In the biography of Sanjeev Prakash Sharma, translate this sentence into Spanish: "He pursued his initial higher education in the sciences, earning a Bachelor of Science (B.Sc.) degree."

#### Selected text ####

Indian judge (born 1964)

Sanjeev Prakash Sharma (born 27 September 1964) is a retired Indian judge who had served as the judge in the High Courts of Rajasthan, Patna, and Punjab and Haryana. He is particularly notable for his almost year long tenure as acting chief justice of the Rajasthan High Court, which ended with controversy surrounding misuse of powers.

== Life and career ==
Sharma was born on 27 September 1964 in Jaipur, Rajasthan, his early foundations were established in his hometown. He pursued his initial higher education in the sciences, earning a Bachelor of Science (B.Sc.) degree. Driven by an interest in the legal system, he subsequently enrolled at the University of Rajasthan, where he successfully graduated with a Bachelor of Laws (LL.B.) degree.

#### Supplied entries ####

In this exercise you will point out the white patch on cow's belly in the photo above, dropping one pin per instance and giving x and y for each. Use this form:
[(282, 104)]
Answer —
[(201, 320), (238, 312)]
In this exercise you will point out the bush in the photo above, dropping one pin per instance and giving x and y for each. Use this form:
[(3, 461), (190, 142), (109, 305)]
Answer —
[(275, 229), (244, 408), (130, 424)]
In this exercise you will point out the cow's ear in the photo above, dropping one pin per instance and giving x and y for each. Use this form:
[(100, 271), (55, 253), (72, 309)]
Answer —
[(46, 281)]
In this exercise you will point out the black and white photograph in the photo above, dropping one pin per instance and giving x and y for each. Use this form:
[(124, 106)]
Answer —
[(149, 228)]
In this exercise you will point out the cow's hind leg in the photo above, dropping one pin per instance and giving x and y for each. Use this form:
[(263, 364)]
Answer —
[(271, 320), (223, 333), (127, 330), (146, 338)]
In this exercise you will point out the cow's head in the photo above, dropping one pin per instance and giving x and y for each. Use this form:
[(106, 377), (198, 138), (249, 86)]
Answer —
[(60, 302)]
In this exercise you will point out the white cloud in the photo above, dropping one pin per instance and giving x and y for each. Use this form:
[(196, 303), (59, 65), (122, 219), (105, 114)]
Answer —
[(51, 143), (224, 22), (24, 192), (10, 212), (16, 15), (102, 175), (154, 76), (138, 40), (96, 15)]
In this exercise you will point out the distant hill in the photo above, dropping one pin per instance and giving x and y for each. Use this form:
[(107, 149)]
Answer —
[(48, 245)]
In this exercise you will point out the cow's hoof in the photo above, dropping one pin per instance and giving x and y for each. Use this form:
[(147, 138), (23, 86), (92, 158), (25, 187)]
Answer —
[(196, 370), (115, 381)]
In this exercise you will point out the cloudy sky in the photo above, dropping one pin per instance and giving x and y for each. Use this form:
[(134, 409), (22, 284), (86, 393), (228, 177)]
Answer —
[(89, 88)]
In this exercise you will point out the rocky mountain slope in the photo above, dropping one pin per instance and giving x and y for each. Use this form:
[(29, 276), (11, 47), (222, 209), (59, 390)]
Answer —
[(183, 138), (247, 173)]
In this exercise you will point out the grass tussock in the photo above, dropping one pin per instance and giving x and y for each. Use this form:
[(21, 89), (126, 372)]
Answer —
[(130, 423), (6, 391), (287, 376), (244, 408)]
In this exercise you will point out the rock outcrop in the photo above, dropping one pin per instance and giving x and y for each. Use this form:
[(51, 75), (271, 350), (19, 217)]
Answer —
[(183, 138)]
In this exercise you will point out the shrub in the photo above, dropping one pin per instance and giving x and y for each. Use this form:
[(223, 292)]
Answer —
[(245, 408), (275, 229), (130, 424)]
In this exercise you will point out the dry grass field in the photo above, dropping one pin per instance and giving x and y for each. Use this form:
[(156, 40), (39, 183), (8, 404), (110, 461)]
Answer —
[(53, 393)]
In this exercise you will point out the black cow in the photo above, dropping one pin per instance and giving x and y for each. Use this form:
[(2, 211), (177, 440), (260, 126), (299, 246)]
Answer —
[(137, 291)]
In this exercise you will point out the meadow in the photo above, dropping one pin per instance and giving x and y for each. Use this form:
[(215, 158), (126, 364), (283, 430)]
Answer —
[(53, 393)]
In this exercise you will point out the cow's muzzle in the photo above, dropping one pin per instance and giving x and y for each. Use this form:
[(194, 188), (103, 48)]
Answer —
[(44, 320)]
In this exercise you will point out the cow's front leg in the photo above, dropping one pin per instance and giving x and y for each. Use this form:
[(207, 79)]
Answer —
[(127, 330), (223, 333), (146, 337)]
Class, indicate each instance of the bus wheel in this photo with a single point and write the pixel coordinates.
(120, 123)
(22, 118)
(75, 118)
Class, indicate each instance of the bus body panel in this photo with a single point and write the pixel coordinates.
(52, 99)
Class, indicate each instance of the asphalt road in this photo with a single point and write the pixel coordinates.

####

Solution to the exercise: Realizó sus primeros estudios superiores en el área de las ciencias y obtuvo el título de Licenciado en Ciencias (B.Sc.).